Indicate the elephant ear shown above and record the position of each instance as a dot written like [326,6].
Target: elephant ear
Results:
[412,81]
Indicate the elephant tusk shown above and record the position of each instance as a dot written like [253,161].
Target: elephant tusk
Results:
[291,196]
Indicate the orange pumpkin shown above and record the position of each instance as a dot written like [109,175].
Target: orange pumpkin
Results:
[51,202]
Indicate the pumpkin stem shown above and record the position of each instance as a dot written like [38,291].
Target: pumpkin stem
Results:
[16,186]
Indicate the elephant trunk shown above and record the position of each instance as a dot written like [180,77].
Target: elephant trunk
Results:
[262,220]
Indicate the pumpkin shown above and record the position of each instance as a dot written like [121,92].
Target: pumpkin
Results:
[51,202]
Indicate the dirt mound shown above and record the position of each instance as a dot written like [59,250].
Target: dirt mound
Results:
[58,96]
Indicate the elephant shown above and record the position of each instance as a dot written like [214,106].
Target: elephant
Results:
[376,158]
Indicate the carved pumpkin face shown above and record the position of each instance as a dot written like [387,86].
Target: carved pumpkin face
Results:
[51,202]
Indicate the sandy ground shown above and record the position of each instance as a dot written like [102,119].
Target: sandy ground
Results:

» Problem details: Rewrite all of the rows above so that every "dot" becomes "point". Keep everything else the same.

» Result:
Indicate the elephant ear shown above and record the position of each instance as a point written like [326,6].
Target: elephant ear
Results:
[412,81]
Indicate the elephant tusk shown above and record the position of each instance as a point written like [253,161].
Target: elephant tusk
Results:
[291,196]
Indicate the orange pumpkin shown above and record the position of each instance as a point written like [109,175].
Target: orange pumpkin
Results:
[51,202]
Indicate the pumpkin stem shown above and record the position of each instance as a point written like [38,291].
Target: pumpkin stem
Results:
[16,186]
Indicate the elephant trunk shown above and record the position of each instance as a point written like [180,77].
Target: elephant trunk
Results:
[262,220]
Indicate the pumpkin shown above and record the position of each instance as a point written like [121,92].
Target: pumpkin
Results:
[51,202]
Indicate the dirt mound shown above and record the position of each instance as a point written like [59,250].
Target: dirt mound
Results:
[58,96]
Indicate the elephant shown above and record the position of each instance as a point written like [214,106].
Target: elephant
Results:
[376,158]
Indicate the carved pumpkin face shown above and record the position of each instance as a point written like [387,86].
Target: carved pumpkin face
Results:
[51,202]
Indicate the sandy ground shown above and record the position of each instance as a point written like [102,119].
Target: sandy ground
Results:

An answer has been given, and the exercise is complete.